===== PAGE TEXT =====
Doctor Vanishes on "Fly Fishing" Trip

State Park Police joined forces with Suffolk County cops for a third day, searching during torrential downpours for 76 year old doctor, Jerome Nadler, who disappeared in Caleb Smith State Park during a "fly fishing" excursion on Labor Day morning

"The search is ongoing, they're working very hard," Nadler's son told PIX 11, referring to the teams of police and civilian volunteers who are looking through hundreds of acres of parkland and waterways for the missing doctor.

Nadler disappeared in the south side of the park, off Jericho Turnpike in Smithtown. 

Chief Richard O'Donnell of the New York State Park Police told PIX 11 helicopters are being utilized, canine teams,

boats, divers, and searches that are being conducted on foot.  When PIX 11 asked the chief about the depth of the Nissequogue River, which cuts through the park, he responded, "Much of it is fairly shallow....two feet, maybe one foot.  Then, parts get deeper, maybe four or five feet."  O'Donnell said the search would move to ponds and wetlands that are even deeper, about eight to ten feet.

Dr. Nadler, who retired from his profession after a forty year practice, signed in with the park on Labor Day morning at 6:30 am to go "fly fishing". He parked his car and left his wallet inside. He was supposed to be back by 11 am.  When he didn't turn up by 1 pm, rangers notified his wife in Setauket, Long Island.
===== INPUT DATA =====
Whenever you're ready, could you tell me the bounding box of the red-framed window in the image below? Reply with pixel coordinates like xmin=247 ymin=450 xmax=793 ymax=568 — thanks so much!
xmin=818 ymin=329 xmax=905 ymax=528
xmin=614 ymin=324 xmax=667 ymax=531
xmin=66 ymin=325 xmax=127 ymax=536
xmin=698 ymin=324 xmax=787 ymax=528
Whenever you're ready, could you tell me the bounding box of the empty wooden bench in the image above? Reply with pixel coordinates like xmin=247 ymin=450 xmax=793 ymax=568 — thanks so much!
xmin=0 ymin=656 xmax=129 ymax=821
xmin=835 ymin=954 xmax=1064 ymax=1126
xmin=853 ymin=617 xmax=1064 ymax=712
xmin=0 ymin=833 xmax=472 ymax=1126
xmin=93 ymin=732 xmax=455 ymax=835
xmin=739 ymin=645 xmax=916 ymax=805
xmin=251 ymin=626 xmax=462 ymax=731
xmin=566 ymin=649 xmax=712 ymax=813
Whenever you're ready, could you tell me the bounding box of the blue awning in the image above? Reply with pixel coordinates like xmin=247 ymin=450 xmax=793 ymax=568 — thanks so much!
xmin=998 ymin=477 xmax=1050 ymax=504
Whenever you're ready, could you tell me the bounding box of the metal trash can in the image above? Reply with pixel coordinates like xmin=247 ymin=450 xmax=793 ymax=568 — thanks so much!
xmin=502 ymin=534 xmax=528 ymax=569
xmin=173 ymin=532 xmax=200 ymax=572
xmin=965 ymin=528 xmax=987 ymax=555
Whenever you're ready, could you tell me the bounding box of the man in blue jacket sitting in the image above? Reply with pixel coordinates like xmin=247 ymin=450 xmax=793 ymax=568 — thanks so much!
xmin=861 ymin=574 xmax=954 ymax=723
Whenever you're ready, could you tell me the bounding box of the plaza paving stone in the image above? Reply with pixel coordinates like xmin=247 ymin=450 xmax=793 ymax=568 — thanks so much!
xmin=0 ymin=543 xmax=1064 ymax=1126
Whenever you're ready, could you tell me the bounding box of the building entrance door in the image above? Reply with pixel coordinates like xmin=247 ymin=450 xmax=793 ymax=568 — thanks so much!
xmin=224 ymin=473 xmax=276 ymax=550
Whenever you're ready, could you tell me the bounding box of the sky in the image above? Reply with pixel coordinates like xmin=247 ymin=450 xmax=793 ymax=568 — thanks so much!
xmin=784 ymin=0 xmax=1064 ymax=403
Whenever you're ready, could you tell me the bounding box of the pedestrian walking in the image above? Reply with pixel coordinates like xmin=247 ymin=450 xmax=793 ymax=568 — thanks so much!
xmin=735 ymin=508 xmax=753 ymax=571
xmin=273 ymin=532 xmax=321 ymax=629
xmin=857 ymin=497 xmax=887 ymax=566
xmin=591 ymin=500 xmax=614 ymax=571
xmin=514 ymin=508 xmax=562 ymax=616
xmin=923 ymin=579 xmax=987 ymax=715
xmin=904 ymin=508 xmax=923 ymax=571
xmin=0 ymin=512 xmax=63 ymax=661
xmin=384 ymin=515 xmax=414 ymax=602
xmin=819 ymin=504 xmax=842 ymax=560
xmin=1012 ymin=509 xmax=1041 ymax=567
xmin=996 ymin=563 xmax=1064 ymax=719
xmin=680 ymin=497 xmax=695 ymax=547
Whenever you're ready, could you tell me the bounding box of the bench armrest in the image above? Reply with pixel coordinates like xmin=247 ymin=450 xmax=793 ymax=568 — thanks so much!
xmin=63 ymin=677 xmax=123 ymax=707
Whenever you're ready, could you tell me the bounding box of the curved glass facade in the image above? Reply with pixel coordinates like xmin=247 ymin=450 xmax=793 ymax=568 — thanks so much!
=====
> **INSTRUCTIONS FOR THE TASK**:
Can you return, word for word, the stretch of the missing-doctor article from "boats, divers, and" through "to ten feet."?

> **OUTPUT FOR THIS TASK**:
boats, divers, and searches that are being conducted on foot.  When PIX 11 asked the chief about the depth of the Nissequogue River, which cuts through the park, he responded, "Much of it is fairly shallow....two feet, maybe one foot.  Then, parts get deeper, maybe four or five feet."  O'Donnell said the search would move to ponds and wetlands that are even deeper, about eight to ten feet.